Instructions to follow: Which lines in the rows below contain the string "flower"? Pull out each of them, treating uppercase and lowercase as different.

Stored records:
####################

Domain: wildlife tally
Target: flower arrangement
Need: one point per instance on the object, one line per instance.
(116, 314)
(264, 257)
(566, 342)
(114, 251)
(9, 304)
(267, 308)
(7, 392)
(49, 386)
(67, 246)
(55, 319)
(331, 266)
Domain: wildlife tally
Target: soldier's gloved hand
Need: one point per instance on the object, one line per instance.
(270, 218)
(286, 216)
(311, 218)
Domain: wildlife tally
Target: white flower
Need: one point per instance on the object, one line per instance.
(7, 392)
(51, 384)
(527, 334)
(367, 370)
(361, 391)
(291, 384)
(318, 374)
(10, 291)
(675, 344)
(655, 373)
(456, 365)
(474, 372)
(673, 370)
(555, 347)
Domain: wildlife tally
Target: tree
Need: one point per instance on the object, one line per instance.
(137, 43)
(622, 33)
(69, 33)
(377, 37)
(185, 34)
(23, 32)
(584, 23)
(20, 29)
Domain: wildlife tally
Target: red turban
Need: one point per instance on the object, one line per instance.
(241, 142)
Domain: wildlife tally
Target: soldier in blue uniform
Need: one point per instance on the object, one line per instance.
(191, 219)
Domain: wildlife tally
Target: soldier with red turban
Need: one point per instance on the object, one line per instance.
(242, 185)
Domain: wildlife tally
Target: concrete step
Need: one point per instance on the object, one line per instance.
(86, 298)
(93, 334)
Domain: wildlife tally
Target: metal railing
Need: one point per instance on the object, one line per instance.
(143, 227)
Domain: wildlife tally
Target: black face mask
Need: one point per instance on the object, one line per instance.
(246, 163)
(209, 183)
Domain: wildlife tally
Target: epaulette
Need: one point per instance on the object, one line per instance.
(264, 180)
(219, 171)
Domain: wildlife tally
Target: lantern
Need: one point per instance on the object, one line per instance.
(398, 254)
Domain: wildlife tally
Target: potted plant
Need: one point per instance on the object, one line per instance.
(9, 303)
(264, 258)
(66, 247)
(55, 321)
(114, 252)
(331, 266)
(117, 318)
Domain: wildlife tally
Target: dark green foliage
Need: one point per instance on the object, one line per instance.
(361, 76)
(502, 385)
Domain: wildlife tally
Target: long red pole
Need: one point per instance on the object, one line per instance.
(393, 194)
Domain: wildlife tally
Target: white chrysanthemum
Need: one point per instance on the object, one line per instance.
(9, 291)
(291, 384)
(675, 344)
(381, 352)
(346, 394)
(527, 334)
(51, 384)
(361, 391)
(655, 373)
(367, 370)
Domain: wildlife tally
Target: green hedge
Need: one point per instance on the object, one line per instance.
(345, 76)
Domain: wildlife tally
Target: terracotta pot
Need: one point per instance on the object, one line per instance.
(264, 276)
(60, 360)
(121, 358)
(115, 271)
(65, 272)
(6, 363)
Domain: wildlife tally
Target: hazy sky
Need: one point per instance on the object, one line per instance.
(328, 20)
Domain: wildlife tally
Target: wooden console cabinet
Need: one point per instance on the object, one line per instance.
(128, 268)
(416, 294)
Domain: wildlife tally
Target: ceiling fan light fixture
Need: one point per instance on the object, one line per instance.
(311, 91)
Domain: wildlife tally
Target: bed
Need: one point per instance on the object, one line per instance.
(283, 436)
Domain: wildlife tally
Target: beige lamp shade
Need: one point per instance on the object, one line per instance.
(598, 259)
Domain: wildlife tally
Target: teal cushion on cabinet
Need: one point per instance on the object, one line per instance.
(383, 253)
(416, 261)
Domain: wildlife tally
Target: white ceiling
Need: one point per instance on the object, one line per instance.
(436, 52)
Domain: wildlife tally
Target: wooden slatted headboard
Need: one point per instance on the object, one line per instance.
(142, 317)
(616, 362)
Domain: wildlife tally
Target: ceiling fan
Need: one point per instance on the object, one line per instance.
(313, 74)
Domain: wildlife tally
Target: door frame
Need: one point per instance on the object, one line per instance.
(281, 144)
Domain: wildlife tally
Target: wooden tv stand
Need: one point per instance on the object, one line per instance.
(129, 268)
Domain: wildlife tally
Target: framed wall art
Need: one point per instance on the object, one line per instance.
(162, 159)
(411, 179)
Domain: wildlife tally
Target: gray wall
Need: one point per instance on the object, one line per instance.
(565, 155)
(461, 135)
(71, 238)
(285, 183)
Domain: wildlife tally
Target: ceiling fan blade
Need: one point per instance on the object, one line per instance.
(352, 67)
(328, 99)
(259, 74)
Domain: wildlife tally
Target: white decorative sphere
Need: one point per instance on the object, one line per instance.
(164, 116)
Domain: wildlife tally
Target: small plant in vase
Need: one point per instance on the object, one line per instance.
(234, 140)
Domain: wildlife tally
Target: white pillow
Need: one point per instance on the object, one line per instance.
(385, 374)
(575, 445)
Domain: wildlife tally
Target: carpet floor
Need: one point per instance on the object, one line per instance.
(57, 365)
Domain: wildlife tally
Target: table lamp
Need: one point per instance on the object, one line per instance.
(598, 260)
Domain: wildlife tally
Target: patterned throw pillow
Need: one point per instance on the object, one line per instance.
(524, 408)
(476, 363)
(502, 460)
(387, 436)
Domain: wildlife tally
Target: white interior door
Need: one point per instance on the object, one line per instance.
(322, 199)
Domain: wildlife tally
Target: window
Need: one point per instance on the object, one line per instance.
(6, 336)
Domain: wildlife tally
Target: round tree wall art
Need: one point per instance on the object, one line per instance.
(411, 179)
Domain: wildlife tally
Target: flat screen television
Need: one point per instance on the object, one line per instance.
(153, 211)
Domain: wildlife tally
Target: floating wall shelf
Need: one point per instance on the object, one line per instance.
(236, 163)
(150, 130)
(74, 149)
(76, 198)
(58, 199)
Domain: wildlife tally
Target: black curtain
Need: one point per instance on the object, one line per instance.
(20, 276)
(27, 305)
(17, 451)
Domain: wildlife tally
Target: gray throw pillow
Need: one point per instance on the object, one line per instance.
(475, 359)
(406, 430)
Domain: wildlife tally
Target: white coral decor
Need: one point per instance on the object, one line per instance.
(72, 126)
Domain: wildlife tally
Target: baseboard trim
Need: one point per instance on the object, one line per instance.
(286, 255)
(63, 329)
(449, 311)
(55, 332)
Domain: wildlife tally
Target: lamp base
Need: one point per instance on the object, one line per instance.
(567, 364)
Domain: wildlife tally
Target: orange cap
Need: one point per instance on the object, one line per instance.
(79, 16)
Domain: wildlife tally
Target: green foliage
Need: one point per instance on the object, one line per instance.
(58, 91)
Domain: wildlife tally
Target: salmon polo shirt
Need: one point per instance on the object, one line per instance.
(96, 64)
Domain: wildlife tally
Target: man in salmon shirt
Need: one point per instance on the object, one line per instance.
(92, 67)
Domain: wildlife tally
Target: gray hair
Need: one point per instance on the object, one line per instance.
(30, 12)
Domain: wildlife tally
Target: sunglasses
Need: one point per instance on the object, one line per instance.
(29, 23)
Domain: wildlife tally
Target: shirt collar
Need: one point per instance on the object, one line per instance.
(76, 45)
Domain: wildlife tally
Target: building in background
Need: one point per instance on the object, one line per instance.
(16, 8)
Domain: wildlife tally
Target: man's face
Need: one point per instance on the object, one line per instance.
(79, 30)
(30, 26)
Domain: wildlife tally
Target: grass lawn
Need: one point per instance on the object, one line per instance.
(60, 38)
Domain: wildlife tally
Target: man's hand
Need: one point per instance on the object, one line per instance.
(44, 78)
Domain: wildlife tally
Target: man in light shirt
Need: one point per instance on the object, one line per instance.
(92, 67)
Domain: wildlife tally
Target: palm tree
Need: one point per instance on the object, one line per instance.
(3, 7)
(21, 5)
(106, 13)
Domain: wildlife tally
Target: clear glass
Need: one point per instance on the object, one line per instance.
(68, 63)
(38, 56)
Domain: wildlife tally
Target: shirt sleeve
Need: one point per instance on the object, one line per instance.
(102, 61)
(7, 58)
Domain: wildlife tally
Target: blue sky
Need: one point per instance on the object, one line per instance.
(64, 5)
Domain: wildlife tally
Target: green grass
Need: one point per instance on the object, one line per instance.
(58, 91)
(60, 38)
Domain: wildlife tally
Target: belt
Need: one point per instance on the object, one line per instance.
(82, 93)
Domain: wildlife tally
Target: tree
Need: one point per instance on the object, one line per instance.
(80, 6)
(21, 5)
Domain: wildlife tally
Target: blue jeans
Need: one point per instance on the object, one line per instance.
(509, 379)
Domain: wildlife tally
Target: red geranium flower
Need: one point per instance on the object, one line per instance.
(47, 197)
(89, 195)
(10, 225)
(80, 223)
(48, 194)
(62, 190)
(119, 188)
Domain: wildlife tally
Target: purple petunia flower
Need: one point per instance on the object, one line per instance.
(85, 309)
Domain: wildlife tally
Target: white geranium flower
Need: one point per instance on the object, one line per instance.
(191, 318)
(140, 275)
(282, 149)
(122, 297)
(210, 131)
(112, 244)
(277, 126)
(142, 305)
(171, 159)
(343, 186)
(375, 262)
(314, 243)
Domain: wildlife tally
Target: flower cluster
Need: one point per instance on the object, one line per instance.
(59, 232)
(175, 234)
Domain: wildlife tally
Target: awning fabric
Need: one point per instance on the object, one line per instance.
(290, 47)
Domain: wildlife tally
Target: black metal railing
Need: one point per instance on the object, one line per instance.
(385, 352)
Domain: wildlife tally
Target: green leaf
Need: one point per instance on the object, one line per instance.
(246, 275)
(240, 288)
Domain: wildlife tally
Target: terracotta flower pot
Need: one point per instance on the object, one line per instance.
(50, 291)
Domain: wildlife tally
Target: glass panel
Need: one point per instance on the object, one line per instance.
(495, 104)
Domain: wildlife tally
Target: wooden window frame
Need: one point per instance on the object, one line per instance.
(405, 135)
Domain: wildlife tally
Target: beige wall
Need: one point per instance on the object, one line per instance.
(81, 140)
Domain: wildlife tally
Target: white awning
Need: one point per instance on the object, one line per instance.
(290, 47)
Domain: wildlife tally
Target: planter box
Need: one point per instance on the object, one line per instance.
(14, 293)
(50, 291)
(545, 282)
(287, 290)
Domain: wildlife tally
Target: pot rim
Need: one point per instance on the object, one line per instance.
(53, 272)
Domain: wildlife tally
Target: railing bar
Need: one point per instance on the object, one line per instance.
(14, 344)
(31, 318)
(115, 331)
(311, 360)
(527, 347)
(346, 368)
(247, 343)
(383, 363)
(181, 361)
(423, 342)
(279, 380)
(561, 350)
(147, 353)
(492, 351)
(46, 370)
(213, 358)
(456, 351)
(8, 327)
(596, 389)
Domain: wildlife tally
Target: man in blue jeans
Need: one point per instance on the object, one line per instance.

####################

Result of this task:
Target: flower arrangement
Target: white flower
Target: red geranium flower
Target: purple petunia flower
Target: white geranium flower
Target: flower cluster
Target: terracotta flower pot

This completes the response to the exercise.